_GIVEN REQUEST A_:
List each distinct name that appears in the post headers of the thread on plecos for a driftwood tank.

_EXTRACT TO READ_:
#####

# Driftwood Pleco's ?



## bsmith (May 6, 2005)

hey i am looking for some plecos that enjoy driftwood. i have set up a tank that has 3 large driftwood pieces and wanted something that enjoys it !
thanks


----------



## Guest (Jun 30, 2005)

clown plecos love it. i have a beautiful clown pleco that muches on it and the algae all day


----------



## bsmith (May 6, 2005)

any pics of anyones pleco's ?


----------



## Ghetto (Jun 10, 2005)

Try these two sites.

site 1 

site 2


----------



## Osiris (Jan 18, 2005)

Bristlenose pleco's will be all up on that the most, here's one of my males:


----------



## bsmith (May 6, 2005)

ok well then what is everyones favorite pleco ? (something affordable , not over $30 )


----------



## Guest (Jul 1, 2005)

heres my clown pleco. not a great pic, but you can see how pretty it is.


----------



## Osiris (Jan 18, 2005)

Here's actual profile of mine here, that's a HER, she's gorgous and all mine 

http://www.wiscichlidforum.com/album_page.php?pic_id=90


----------



## Ghetto (Jun 10, 2005)

MalawianPro said:


> Here's actual profile of mine here, that's a HER, she's gorgous and all mine
> 
> http://www.wiscichlidforum.com/album_page.php?pic_id=90



How do you know if you have a female, or male...btw your pleco is beautiful


----------



## Osiris (Jan 18, 2005)

well best way is to go by the pattern and coloration on their bellies, it's not a 100% shot but it's a really good shot, really can only tell once they spawn. As the male traps the female in the spawning cave, until spawns then leaves to male to sit on them. They are more harder to breed, best way to do it with the wilds is to simulate the rainy season with TDS levels dropped and cooler water with tank lights off.


----------



## bsmith (May 6, 2005)

that is an awsome pleco, how much did it cost you? and are they common ?


----------



## Osiris (Jan 18, 2005)

#####

_GIVEN REQUEST B_:
Identify every line of the entries below that contains the string "gull", and copy each such line.

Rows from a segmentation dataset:
#####

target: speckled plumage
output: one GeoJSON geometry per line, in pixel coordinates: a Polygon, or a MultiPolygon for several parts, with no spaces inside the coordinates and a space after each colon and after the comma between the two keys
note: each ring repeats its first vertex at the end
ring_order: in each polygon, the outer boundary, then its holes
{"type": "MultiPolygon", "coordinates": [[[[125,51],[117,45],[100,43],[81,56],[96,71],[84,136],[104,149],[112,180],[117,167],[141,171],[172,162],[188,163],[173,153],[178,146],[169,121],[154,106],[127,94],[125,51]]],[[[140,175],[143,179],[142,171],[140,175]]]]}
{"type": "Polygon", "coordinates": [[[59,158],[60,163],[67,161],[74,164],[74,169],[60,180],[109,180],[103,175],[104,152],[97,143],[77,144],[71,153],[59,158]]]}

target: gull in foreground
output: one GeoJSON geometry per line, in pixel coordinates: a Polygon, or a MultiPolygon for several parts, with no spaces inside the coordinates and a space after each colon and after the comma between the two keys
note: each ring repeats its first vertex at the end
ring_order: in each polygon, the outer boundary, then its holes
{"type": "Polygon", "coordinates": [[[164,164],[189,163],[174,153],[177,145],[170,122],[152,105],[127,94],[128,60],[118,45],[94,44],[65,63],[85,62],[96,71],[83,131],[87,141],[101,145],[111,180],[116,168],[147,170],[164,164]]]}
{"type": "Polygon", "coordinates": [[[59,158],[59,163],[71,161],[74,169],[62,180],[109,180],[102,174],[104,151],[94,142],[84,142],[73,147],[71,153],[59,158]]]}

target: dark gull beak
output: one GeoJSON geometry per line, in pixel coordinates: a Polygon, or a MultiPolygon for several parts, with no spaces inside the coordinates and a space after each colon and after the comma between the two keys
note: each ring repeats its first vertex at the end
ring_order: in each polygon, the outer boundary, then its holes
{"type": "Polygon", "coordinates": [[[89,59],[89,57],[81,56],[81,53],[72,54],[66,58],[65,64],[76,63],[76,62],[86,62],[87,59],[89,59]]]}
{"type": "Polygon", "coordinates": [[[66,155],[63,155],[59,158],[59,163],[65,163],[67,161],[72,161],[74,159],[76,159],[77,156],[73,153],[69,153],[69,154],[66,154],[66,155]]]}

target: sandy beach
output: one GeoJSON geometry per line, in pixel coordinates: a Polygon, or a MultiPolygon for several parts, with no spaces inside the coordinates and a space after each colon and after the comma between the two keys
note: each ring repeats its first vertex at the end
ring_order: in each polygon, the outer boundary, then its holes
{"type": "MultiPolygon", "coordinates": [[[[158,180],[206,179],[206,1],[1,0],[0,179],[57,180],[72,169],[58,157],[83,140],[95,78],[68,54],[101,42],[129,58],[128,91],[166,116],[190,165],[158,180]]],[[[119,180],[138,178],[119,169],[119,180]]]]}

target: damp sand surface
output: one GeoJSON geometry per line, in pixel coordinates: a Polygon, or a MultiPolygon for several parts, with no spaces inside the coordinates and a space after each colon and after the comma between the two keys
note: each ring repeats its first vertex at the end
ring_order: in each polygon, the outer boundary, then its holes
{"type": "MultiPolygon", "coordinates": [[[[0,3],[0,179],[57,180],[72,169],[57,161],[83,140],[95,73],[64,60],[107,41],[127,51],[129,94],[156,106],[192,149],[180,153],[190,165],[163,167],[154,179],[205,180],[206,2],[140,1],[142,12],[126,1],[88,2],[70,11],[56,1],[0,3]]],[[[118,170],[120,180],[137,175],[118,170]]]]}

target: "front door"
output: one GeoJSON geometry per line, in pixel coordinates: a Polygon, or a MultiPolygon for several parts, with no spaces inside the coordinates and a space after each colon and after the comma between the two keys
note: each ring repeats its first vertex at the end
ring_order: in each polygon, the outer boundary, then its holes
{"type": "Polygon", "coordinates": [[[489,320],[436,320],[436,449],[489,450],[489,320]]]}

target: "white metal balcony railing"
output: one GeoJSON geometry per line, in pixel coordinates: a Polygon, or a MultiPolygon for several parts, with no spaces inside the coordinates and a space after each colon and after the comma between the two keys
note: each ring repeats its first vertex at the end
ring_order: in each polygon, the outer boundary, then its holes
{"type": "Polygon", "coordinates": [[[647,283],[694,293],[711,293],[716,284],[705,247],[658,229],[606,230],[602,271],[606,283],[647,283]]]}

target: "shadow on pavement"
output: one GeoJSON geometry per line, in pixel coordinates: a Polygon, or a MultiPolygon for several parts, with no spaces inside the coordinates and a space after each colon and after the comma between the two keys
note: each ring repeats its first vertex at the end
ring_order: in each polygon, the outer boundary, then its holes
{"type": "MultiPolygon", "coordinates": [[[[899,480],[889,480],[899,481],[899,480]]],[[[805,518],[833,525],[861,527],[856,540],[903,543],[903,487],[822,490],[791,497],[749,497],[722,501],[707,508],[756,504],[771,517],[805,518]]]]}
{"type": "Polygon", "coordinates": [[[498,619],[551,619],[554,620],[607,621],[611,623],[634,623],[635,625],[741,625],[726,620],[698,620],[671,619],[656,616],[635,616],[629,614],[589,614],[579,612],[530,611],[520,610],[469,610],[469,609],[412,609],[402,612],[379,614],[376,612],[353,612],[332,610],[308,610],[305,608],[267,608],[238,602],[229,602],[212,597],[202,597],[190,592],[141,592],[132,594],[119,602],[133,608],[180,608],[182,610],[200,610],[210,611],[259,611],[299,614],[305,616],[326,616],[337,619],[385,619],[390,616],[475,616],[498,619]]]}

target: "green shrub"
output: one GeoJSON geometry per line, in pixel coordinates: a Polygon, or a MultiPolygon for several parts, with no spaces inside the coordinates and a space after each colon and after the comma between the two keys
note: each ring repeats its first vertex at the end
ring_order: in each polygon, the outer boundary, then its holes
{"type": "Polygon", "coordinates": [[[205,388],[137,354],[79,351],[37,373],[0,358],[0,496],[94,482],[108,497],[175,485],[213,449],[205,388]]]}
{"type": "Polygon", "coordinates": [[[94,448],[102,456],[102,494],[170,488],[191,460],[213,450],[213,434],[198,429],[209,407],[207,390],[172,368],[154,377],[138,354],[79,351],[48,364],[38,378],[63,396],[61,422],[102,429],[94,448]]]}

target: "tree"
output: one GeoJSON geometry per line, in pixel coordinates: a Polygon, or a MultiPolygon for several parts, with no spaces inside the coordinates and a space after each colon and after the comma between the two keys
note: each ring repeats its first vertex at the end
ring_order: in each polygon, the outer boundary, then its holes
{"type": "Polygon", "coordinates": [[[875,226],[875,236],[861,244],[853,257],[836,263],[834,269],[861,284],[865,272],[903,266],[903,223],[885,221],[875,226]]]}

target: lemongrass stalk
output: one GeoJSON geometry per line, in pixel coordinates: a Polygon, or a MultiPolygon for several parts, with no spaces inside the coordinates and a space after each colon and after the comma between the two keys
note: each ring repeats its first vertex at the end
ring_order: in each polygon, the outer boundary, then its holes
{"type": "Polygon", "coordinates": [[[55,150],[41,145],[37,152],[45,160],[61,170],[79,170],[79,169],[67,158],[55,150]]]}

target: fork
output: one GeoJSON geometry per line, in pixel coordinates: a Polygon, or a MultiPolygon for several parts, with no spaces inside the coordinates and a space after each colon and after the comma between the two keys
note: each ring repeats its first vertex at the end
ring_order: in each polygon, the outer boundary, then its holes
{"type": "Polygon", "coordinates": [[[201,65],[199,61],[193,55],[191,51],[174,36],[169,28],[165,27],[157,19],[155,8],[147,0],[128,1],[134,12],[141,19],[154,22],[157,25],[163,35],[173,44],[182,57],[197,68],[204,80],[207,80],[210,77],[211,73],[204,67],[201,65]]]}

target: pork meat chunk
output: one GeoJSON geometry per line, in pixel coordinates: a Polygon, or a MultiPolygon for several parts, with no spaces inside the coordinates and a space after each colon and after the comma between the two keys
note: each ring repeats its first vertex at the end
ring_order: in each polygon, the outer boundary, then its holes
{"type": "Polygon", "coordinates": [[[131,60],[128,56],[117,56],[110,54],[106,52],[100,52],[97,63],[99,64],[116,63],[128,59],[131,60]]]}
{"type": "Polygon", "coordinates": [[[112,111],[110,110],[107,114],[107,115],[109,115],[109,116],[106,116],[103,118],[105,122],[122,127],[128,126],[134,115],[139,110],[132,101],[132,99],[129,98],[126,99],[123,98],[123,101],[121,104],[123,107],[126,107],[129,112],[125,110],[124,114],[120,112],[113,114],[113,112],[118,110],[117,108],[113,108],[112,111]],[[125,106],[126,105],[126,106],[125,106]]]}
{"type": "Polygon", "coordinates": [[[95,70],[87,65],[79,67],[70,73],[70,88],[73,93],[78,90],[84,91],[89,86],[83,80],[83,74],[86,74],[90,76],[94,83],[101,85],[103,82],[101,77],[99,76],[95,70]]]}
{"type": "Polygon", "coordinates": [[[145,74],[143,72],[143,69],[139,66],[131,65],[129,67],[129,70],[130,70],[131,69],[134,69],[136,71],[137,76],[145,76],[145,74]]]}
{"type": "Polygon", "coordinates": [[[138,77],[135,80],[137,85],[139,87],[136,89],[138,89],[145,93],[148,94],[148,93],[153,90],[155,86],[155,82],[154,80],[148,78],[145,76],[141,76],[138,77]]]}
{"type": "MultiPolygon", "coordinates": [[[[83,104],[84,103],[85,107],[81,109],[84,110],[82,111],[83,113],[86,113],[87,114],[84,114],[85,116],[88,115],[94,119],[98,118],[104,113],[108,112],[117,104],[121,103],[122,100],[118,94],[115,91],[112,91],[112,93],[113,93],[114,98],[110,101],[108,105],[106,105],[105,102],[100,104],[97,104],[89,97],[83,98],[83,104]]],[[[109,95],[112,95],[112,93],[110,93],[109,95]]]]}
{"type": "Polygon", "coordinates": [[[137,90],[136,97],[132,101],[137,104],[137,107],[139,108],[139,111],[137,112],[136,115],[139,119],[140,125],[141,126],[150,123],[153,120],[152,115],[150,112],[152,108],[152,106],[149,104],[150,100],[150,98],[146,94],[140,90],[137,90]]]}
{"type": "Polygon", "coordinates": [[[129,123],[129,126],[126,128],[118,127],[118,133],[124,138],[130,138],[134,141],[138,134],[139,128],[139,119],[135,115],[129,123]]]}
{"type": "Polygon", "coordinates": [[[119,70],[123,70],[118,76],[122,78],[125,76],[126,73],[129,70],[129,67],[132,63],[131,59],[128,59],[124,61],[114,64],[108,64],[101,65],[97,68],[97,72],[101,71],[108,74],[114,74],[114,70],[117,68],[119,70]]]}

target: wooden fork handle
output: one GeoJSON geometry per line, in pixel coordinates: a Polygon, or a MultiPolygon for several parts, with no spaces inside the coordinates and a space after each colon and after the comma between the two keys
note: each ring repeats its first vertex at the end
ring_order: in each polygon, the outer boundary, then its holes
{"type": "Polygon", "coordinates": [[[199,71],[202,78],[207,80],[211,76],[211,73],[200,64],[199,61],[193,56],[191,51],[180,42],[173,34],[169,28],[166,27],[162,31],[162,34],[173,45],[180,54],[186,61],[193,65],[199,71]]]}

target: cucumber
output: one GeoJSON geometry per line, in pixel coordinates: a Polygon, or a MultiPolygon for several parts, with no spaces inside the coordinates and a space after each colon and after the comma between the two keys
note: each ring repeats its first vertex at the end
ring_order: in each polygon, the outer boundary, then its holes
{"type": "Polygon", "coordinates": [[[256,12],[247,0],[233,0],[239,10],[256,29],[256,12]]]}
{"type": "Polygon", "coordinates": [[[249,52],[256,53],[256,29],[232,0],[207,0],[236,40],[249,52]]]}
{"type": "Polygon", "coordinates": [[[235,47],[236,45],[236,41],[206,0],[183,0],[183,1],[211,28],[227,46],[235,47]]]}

#####

_CORRECT RESPONSE A_:
bsmith, Guest, Ghetto, Osiris

_CORRECT RESPONSE B_:
target: gull in foreground
target: dark gull beak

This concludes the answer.